◆ Description of the task:
A faithful transcription of all the entries below is needed, without the pictures.

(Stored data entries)
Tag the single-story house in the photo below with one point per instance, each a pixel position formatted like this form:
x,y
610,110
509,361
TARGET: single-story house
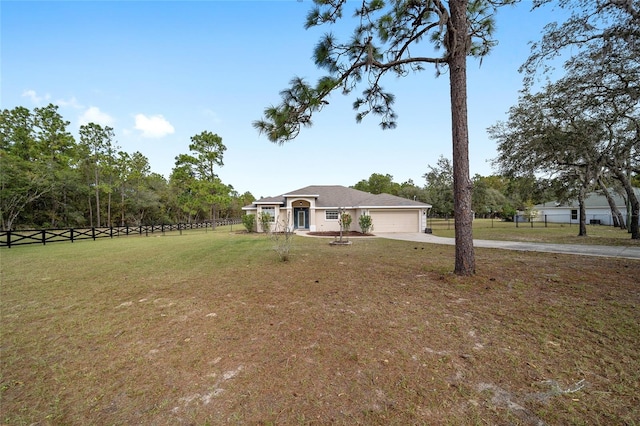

◆ Result of the task:
Tag the single-story house in the photo below with one point per instance, each a pixel position formatted like this form:
x,y
610,110
509,361
TARGET: single-story house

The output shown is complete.